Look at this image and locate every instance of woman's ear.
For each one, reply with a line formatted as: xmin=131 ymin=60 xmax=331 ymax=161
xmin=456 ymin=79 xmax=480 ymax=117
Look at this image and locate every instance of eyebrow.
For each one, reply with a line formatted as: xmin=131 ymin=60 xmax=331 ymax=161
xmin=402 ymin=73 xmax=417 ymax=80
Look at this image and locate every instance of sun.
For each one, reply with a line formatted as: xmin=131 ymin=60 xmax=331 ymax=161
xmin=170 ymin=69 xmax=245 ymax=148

------------------------------------------------

▶ _Brief_
Switch every "locate" in the lines above to "find" and write the lines out again with nothing else changed.

▶ _Response to this exercise_
Look at this image and find every instance of woman's ear.
For each one, reply with a line formatted as: xmin=131 ymin=60 xmax=331 ymax=161
xmin=456 ymin=79 xmax=480 ymax=117
Look at this image and find every instance of eyebrow.
For each one, reply with a line formatted as: xmin=131 ymin=60 xmax=331 ymax=161
xmin=402 ymin=73 xmax=417 ymax=80
Look at this image and find every instance of sun.
For each one, reply with a line formatted as: xmin=131 ymin=60 xmax=331 ymax=161
xmin=170 ymin=69 xmax=245 ymax=148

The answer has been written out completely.